Text

* Begin *

SUFFICIENCY OF THE EVIDENCE TO PROVE LASCIVIOUS INTENT
Code § 18.2-370.1 provides as follows:
Any person eighteen years of age or older who maintains a custodial or supervisory relationship over a child under the age of eighteen, ... and who, with lascivious intent, knowingly and intentionally ... (in) exposes his or her sexual or genital parts to such child, or (iv) proposes that any such child expose his or her sexual or genital parts to such person, ... shall be guilty of a Class 6 felony.
Appellant was convicted of violating the quoted portion of the statute on fourteen separate occasions, eleven of which involved J.L. (Indictments 97F46 and 97F48 to 97F57) and three of which involved H.L. (Indictments 97F59, 97F62 and 97F63).

* End *

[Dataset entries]
* Begin *

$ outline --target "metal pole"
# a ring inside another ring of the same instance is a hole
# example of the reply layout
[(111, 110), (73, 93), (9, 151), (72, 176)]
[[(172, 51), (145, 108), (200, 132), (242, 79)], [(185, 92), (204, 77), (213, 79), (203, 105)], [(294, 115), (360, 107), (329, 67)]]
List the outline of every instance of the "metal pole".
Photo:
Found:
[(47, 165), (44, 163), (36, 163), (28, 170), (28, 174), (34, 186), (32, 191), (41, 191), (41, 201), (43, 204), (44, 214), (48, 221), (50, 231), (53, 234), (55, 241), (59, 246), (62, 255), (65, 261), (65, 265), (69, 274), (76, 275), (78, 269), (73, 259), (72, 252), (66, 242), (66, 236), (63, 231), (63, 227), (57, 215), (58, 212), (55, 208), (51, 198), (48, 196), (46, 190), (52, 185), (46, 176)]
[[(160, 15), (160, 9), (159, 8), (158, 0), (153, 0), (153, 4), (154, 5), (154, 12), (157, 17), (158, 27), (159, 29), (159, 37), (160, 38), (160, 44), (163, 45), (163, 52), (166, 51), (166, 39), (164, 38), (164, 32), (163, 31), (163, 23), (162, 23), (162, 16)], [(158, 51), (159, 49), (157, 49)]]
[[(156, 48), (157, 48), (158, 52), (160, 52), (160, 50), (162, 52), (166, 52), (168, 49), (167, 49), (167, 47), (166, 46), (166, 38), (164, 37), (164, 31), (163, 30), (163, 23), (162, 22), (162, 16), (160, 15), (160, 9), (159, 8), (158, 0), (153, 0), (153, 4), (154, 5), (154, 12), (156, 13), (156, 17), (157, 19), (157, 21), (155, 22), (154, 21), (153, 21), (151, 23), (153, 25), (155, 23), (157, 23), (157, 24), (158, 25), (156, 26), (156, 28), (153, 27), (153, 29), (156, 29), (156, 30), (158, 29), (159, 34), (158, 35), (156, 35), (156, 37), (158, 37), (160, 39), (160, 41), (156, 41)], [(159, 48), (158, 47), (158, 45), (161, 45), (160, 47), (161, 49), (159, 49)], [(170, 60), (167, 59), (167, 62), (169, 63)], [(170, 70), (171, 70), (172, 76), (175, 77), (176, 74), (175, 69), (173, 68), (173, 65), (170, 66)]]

* End *

Written problem A
Edit the text on lascivious intent: begin at the words "SUFFICIENCY OF THE" and stop after "97F62 and 97F63).", reproducing that stretch with "Appellant" changed to "Defendant".
Written problem B
Render every line of the listing as a JSON list of strings, one string per line, skipping blank lines.
The text and the listing come from unrelated sources.

Correct output A
SUFFICIENCY OF THE EVIDENCE TO PROVE LASCIVIOUS INTENT
Code § 18.2-370.1 provides as follows:
Any person eighteen years of age or older who maintains a custodial or supervisory relationship over a child under the age of eighteen, ... and who, with lascivious intent, knowingly and intentionally ... (in) exposes his or her sexual or genital parts to such child, or (iv) proposes that any such child expose his or her sexual or genital parts to such person, ... shall be guilty of a Class 6 felony.
Defendant was convicted of violating the quoted portion of the statute on fourteen separate occasions, eleven of which involved J.L. (Indictments 97F46 and 97F48 to 97F57) and three of which involved H.L. (Indictments 97F59, 97F62 and 97F63).

Correct output B
[
  "$ outline --target \"metal pole\"",
  "# a ring inside another ring of the same instance is a hole",
  "# example of the reply layout",
  "[(111, 110), (73, 93), (9, 151), (72, 176)]",
  "[[(172, 51), (145, 108), (200, 132), (242, 79)], [(185, 92), (204, 77), (213, 79), (203, 105)], [(294, 115), (360, 107), (329, 67)]]",
  "List the outline of every instance of the \"metal pole\".",
  "Photo:",
  "Found:",
  "[(47, 165), (44, 163), (36, 163), (28, 170), (28, 174), (34, 186), (32, 191), (41, 191), (41, 201), (43, 204), (44, 214), (48, 221), (50, 231), (53, 234), (55, 241), (59, 246), (62, 255), (65, 261), (65, 265), (69, 274), (76, 275), (78, 269), (73, 259), (72, 252), (66, 242), (66, 236), (63, 231), (63, 227), (57, 215), (58, 212), (55, 208), (51, 198), (48, 196), (46, 190), (52, 185), (46, 176)]",
  "[[(160, 15), (160, 9), (159, 8), (158, 0), (153, 0), (153, 4), (154, 5), (154, 12), (157, 17), (158, 27), (159, 29), (159, 37), (160, 38), (160, 44), (163, 45), (163, 52), (166, 51), (166, 39), (164, 38), (164, 32), (163, 31), (163, 23), (162, 23), (162, 16)], [(158, 51), (159, 49), (157, 49)]]",
  "[[(156, 48), (157, 48), (158, 52), (160, 52), (160, 50), (162, 52), (166, 52), (168, 49), (167, 49), (167, 47), (166, 46), (166, 38), (164, 37), (164, 31), (163, 30), (163, 23), (162, 22), (162, 16), (160, 15), (160, 9), (159, 8), (158, 0), (153, 0), (153, 4), (154, 5), (154, 12), (156, 13), (156, 17), (157, 19), (157, 21), (155, 22), (154, 21), (153, 21), (151, 23), (153, 25), (155, 23), (157, 23), (157, 24), (158, 25), (156, 26), (156, 28), (153, 27), (153, 29), (156, 29), (156, 30), (158, 29), (159, 34), (158, 35), (156, 35), (156, 37), (158, 37), (160, 39), (160, 41), (156, 41)], [(159, 48), (158, 47), (158, 45), (161, 45), (160, 47), (161, 49), (159, 49)], [(170, 60), (167, 59), (167, 62), (169, 63)], [(170, 70), (171, 70), (172, 76), (175, 77), (176, 74), (175, 69), (173, 68), (173, 65), (170, 66)]]"
]